Consigne:
Répondez aux questions suivantes d'après l'entretien sur le cancer du sein ci-dessous :
(a) Quelle profession exerce François Volery, et dans quel établissement ?
(b) À Fribourg, à quelle fréquence une mammographie est-elle prévue pour les patientes âgées de 50 à 75 ans ?
(c) En quelle année le programme de dépistage a-t-il été mis en place à Fribourg ?

"Une femme a 95% de chances de s'en sortir après 5 ans"

Bien qu’il soit répandu, le cancer du sein suscite encore beaucoup d'interrogations. Interview de François Volery, oncologue à l'HFR.

François Volery est oncologue à l'HFR. © envato

Frapp: Nous sommes en plein mois d'Octobre rose, le mois de sensibilisation au cancer du sein. En dehors de ce mois, la prévention est-elle suffisante?

François Volery: Pour les patientes âgées entre 50 et 75 ans, je pense que oui. À Fribourg, une mammographie est prévue tous les deux ans. Avec cette tranche d'âge, nous avons réussi à prouver qu'il était possible de réduire le taux de mortalité. La prise en charge a été améliorée, notamment, car le cancer est détecté plus tôt. Le programme de dépistage a été mis en place à Fribourg en 2004, ce qui fait de lui un précurseur. D'autres cantons, comme Zurich, n'en ont toujours pas actuellement. Pourtant, meilleure est la prévention, plus rapide sera la prise en charge.

Au-delà de la prévention, comment est-ce possible de se protéger du cancer du sein?

Données fournies:

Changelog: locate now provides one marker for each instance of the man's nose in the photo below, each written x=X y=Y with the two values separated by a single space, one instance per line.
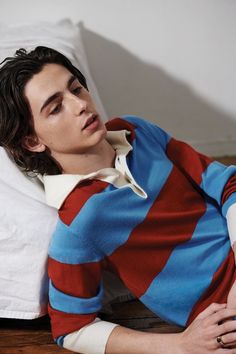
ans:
x=77 y=105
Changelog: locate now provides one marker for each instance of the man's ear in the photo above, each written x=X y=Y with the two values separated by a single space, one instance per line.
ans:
x=31 y=143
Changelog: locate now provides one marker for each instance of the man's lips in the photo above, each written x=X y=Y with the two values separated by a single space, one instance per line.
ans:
x=89 y=121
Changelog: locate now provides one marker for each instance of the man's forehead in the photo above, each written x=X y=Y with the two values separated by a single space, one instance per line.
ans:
x=52 y=78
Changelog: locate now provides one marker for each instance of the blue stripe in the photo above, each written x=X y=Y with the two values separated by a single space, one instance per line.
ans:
x=75 y=305
x=68 y=247
x=126 y=209
x=215 y=178
x=172 y=294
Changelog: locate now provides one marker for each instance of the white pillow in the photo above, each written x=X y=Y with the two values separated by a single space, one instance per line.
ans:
x=26 y=226
x=63 y=36
x=26 y=221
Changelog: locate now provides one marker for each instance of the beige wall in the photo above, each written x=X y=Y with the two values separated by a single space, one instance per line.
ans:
x=172 y=62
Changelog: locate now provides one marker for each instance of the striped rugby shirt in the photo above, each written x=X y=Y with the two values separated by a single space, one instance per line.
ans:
x=171 y=249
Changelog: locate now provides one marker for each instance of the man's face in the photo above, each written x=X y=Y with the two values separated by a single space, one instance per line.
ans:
x=65 y=118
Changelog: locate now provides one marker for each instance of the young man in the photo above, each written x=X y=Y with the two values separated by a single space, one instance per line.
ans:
x=131 y=199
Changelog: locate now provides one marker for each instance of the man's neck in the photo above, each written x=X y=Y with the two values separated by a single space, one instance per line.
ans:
x=101 y=156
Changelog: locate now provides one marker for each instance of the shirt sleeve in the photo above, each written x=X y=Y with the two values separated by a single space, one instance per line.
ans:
x=75 y=293
x=213 y=178
x=231 y=222
x=210 y=177
x=80 y=341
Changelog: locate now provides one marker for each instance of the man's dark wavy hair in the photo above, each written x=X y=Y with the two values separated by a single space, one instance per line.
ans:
x=16 y=121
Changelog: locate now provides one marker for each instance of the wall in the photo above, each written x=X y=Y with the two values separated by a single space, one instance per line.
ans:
x=172 y=62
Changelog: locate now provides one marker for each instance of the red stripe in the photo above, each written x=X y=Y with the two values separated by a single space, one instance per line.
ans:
x=87 y=188
x=80 y=280
x=78 y=197
x=188 y=160
x=229 y=188
x=170 y=222
x=119 y=124
x=219 y=288
x=63 y=323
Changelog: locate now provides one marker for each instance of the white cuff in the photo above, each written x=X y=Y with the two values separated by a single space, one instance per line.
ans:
x=231 y=222
x=90 y=339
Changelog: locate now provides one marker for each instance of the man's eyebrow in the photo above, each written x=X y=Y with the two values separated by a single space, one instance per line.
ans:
x=55 y=95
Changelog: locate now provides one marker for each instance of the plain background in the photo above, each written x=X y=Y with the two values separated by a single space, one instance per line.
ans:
x=172 y=62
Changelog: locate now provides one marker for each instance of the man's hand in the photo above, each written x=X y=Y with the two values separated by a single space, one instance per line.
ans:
x=201 y=336
x=231 y=300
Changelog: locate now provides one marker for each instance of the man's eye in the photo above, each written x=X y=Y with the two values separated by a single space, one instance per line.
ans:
x=57 y=109
x=76 y=90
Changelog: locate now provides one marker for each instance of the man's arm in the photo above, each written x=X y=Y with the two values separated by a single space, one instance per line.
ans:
x=200 y=337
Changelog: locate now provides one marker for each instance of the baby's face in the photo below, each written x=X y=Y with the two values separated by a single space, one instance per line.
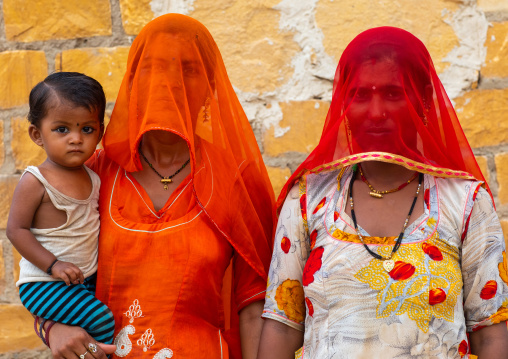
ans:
x=68 y=134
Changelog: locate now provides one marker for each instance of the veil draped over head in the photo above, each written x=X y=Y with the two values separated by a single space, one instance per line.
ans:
x=389 y=105
x=176 y=81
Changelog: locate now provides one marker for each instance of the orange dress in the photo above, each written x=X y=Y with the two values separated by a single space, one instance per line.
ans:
x=163 y=276
x=175 y=279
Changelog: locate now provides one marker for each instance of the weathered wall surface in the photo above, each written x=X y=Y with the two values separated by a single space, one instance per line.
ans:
x=281 y=57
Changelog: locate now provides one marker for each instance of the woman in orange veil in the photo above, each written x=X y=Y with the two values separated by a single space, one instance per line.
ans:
x=186 y=206
x=388 y=244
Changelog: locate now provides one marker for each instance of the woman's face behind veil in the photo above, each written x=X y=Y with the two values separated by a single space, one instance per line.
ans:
x=174 y=77
x=379 y=109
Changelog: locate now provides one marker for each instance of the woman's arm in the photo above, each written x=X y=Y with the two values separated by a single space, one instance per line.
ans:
x=279 y=341
x=250 y=329
x=490 y=342
x=70 y=342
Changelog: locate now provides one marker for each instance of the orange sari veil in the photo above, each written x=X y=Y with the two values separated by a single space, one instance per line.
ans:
x=176 y=81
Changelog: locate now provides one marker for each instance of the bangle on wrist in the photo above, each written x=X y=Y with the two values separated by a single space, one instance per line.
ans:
x=50 y=268
x=36 y=322
x=41 y=327
x=46 y=338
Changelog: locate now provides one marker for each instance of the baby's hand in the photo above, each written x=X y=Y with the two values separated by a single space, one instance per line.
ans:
x=68 y=272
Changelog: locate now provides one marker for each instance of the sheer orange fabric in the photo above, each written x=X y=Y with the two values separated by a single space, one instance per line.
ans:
x=389 y=105
x=169 y=264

Résultat obtenu:
(a) Il est oncologue à l'HFR.
(b) Tous les deux ans.
(c) En 2004.